[Pointing dataset records]
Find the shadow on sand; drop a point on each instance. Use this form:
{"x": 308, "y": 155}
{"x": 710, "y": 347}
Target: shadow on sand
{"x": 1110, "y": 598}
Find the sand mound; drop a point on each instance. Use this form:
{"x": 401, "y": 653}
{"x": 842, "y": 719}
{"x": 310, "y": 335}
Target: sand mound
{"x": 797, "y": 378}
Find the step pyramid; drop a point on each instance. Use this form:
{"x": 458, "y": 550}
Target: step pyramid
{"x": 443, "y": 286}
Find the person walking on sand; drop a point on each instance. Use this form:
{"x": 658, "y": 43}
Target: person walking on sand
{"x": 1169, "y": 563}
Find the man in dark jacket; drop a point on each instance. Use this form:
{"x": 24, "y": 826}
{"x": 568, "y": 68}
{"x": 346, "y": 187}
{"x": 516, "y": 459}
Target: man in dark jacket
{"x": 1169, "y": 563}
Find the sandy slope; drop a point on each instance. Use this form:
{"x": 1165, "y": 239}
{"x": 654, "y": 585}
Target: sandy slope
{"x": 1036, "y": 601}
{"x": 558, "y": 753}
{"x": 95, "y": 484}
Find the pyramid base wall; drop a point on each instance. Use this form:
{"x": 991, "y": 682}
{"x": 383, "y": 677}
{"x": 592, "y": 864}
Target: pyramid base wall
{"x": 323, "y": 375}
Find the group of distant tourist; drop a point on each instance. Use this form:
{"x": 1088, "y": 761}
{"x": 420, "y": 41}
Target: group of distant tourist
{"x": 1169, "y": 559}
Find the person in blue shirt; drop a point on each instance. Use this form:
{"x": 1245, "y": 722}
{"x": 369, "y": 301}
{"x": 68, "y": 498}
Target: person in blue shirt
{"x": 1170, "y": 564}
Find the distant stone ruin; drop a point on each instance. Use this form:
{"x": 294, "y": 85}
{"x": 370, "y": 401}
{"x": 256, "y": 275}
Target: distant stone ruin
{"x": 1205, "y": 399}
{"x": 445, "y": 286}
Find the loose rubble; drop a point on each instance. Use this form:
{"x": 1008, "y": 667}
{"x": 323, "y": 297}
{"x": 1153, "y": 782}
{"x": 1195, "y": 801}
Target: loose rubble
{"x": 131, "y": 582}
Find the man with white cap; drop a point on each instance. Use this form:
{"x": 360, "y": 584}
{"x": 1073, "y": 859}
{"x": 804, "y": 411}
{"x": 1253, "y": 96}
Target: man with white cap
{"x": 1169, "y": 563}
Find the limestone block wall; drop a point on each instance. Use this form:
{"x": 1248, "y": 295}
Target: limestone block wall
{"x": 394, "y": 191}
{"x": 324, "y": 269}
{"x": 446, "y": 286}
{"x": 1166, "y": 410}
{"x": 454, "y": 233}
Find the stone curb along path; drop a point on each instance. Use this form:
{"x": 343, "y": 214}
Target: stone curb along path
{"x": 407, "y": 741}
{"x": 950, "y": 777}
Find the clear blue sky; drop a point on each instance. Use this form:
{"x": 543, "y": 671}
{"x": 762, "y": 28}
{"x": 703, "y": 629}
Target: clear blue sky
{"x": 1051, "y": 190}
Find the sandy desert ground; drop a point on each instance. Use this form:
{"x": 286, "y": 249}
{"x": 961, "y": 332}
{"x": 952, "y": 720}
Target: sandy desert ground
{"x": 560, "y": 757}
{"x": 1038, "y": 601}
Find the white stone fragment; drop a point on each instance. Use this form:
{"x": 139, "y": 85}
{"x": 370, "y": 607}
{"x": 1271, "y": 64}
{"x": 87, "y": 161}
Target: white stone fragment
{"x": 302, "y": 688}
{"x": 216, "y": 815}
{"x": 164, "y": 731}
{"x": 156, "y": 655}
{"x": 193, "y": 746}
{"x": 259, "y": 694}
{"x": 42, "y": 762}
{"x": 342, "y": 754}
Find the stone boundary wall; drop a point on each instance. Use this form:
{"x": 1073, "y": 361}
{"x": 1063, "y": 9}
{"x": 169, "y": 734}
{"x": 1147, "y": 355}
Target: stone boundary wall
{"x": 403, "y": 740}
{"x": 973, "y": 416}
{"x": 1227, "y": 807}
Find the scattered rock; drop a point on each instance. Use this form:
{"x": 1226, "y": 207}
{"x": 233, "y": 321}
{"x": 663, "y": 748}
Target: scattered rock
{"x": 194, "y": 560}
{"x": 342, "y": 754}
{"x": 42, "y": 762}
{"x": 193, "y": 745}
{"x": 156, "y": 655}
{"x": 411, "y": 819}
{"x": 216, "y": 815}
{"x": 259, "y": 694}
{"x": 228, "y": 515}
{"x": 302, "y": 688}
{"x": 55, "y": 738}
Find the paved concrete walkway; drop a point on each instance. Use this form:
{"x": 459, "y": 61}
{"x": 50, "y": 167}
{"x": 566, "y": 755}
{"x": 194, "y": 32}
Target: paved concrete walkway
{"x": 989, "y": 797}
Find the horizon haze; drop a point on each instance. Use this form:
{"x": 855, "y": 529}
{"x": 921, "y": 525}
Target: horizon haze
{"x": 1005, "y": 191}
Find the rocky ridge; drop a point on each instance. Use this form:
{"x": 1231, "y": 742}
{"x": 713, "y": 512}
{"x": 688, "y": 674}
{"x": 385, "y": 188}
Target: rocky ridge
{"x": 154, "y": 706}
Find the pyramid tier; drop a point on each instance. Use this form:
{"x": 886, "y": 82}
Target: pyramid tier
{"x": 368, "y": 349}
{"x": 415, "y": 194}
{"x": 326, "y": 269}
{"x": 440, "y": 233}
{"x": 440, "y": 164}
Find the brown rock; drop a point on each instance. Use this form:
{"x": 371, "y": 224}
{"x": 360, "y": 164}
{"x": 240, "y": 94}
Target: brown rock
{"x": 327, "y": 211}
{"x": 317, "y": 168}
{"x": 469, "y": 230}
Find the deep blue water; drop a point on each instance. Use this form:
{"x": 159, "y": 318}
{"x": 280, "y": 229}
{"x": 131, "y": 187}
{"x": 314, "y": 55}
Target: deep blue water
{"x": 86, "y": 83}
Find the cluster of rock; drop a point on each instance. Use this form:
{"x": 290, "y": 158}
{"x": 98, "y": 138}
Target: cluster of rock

▸ Work instructions
Each line of the material should be duplicated exactly, please.

▸ Task result
Find the shadow on sand; drop a point on each instance. Use this form:
{"x": 308, "y": 155}
{"x": 710, "y": 347}
Target: shadow on sand
{"x": 1110, "y": 598}
Find the sand mound; drop a point on each instance. Use this form:
{"x": 401, "y": 653}
{"x": 842, "y": 719}
{"x": 310, "y": 335}
Target: sand mound
{"x": 797, "y": 378}
Find the step pyramid; drop a point on each instance. Use this form:
{"x": 458, "y": 550}
Target: step pyramid
{"x": 443, "y": 286}
Find the person walking on sand; drop a point on each instance. Use this form:
{"x": 658, "y": 43}
Target: person walking on sand
{"x": 1169, "y": 563}
Find the man in dark jacket; drop a point on each instance. Use this form:
{"x": 24, "y": 826}
{"x": 568, "y": 68}
{"x": 346, "y": 187}
{"x": 516, "y": 459}
Target: man in dark jacket
{"x": 1169, "y": 563}
Find the sandy slope; drop a point on each instance. Use this form:
{"x": 1165, "y": 239}
{"x": 654, "y": 585}
Target: sandy slope
{"x": 1036, "y": 601}
{"x": 558, "y": 753}
{"x": 95, "y": 484}
Find the pyramid base wall; drop a point on each instance. Use this form:
{"x": 991, "y": 682}
{"x": 383, "y": 677}
{"x": 592, "y": 864}
Target: pyramid base wall
{"x": 323, "y": 375}
Find the group of distant tourist; drop a point on each instance. Use this form:
{"x": 1088, "y": 761}
{"x": 420, "y": 41}
Target: group of distant tourist
{"x": 1169, "y": 559}
Find the person in blue shirt; drop a point on each instance. Use this form:
{"x": 1245, "y": 722}
{"x": 369, "y": 301}
{"x": 68, "y": 498}
Target: person in blue shirt
{"x": 1170, "y": 564}
Find the distant stone ruin; drop a point on each instance. Use this form:
{"x": 294, "y": 85}
{"x": 370, "y": 401}
{"x": 256, "y": 275}
Target: distant stone ruin
{"x": 1205, "y": 399}
{"x": 445, "y": 286}
Find the loose rubble; drop a point on each instance. Use this form:
{"x": 1008, "y": 667}
{"x": 323, "y": 297}
{"x": 1153, "y": 782}
{"x": 1195, "y": 801}
Target: loose rubble
{"x": 131, "y": 582}
Find the man with white cap; drop a point on each instance. Use this form:
{"x": 360, "y": 584}
{"x": 1073, "y": 859}
{"x": 804, "y": 411}
{"x": 1253, "y": 96}
Target: man with white cap
{"x": 1169, "y": 563}
Find the limestone block wall; drop a point on each instance. Use this form:
{"x": 1248, "y": 295}
Target: limestone block wall
{"x": 394, "y": 191}
{"x": 324, "y": 269}
{"x": 446, "y": 286}
{"x": 1166, "y": 410}
{"x": 454, "y": 233}
Find the stone curb along path; drop a point on each instance. Use this form:
{"x": 343, "y": 214}
Target: stone curb along path
{"x": 407, "y": 741}
{"x": 950, "y": 777}
Find the clear blue sky; drop a point on each instance. Use this form:
{"x": 543, "y": 671}
{"x": 762, "y": 28}
{"x": 703, "y": 629}
Target: clear blue sky
{"x": 1051, "y": 190}
Find the sandy desert ground; drop a point on each instance. Use this form:
{"x": 286, "y": 249}
{"x": 961, "y": 332}
{"x": 952, "y": 720}
Target: sandy desert ground
{"x": 560, "y": 757}
{"x": 1038, "y": 601}
Find the white stone fragment; drop a point on each instance. Use this form:
{"x": 139, "y": 85}
{"x": 370, "y": 607}
{"x": 1271, "y": 64}
{"x": 87, "y": 161}
Target: white stone fragment
{"x": 302, "y": 688}
{"x": 216, "y": 815}
{"x": 164, "y": 731}
{"x": 156, "y": 655}
{"x": 193, "y": 746}
{"x": 259, "y": 694}
{"x": 42, "y": 762}
{"x": 342, "y": 754}
Find the stone boundary wall; drop a point on each instance. Use this form:
{"x": 1073, "y": 361}
{"x": 1063, "y": 9}
{"x": 169, "y": 734}
{"x": 1147, "y": 355}
Target: stone boundary wall
{"x": 403, "y": 740}
{"x": 973, "y": 416}
{"x": 1227, "y": 807}
Find the scattered rock; drop a point on each instance. Use this form:
{"x": 1226, "y": 207}
{"x": 233, "y": 321}
{"x": 663, "y": 748}
Target: scattered rock
{"x": 194, "y": 560}
{"x": 342, "y": 754}
{"x": 42, "y": 762}
{"x": 193, "y": 745}
{"x": 156, "y": 655}
{"x": 411, "y": 819}
{"x": 216, "y": 815}
{"x": 259, "y": 694}
{"x": 228, "y": 515}
{"x": 302, "y": 688}
{"x": 55, "y": 738}
Find the paved concrete walkway; drop a point on each instance. Use this form:
{"x": 459, "y": 61}
{"x": 50, "y": 167}
{"x": 566, "y": 755}
{"x": 194, "y": 32}
Target: paved concrete walkway
{"x": 989, "y": 797}
Find the horizon haze; drop a point on each instance. Use this form:
{"x": 855, "y": 529}
{"x": 921, "y": 525}
Target: horizon haze
{"x": 1005, "y": 191}
Find the rocky ridge; drop a point on each instance. Use this form:
{"x": 1231, "y": 742}
{"x": 713, "y": 512}
{"x": 688, "y": 674}
{"x": 385, "y": 188}
Target: rocky ridge
{"x": 154, "y": 706}
Find the pyramid tier; drop a point on each instance. Use this form:
{"x": 886, "y": 82}
Target: pyramid tier
{"x": 368, "y": 349}
{"x": 415, "y": 194}
{"x": 326, "y": 269}
{"x": 440, "y": 233}
{"x": 440, "y": 164}
Find the brown rock; drop a point on each instance. Use this form:
{"x": 371, "y": 224}
{"x": 360, "y": 164}
{"x": 240, "y": 94}
Target: brown rock
{"x": 327, "y": 211}
{"x": 317, "y": 168}
{"x": 469, "y": 230}
Find the deep blue water; drop a point on each instance. Use this form:
{"x": 159, "y": 318}
{"x": 280, "y": 229}
{"x": 131, "y": 187}
{"x": 314, "y": 55}
Target: deep blue water
{"x": 86, "y": 83}
Find the cluster of rock; drop a point on each instance. Use this form:
{"x": 290, "y": 158}
{"x": 98, "y": 138}
Target: cluster of rock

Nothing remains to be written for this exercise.